EXERCISE INSTRUCTIONS
Scan the material below for the string "picture". Report every line that has it.

SUPPLIED DATA
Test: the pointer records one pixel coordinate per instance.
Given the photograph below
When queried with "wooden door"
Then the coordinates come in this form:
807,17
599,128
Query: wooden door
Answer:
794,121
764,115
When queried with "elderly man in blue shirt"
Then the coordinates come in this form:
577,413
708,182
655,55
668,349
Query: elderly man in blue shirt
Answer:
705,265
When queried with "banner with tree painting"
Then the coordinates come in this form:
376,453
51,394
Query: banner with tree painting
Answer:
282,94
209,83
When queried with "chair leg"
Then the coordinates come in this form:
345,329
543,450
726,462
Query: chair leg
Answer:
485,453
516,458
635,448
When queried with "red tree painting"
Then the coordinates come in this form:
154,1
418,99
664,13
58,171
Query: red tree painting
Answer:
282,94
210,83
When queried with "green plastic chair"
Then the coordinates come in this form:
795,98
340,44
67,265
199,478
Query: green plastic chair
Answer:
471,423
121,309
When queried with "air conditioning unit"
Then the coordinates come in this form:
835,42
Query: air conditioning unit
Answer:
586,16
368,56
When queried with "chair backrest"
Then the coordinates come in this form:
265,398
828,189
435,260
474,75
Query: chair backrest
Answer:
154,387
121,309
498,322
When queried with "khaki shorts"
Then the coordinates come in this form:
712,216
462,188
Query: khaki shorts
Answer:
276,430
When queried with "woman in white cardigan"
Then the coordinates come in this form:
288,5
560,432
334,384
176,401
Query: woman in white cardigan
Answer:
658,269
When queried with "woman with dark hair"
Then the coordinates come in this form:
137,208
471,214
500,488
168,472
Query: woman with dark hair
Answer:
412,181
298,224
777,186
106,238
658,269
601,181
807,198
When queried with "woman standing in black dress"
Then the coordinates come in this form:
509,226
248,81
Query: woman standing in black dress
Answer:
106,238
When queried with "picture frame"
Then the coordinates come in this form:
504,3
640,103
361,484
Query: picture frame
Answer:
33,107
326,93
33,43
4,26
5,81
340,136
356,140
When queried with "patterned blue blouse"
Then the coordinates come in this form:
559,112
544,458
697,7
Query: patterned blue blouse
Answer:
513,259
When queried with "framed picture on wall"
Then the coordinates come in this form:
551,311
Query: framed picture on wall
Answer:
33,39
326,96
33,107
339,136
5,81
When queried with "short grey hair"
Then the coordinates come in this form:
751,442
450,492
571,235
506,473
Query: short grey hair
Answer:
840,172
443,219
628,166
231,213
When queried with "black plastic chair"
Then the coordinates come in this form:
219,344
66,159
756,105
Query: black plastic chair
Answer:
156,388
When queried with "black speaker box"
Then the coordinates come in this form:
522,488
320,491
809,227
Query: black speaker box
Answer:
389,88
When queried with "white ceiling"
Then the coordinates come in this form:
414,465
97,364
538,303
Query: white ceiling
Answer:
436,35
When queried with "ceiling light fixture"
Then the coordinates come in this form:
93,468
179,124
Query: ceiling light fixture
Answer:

RESULT OF THE EXERCISE
When queried with "picture frame"
Query: picture frame
When queried with "framed picture on wall"
Query: framed picture on wall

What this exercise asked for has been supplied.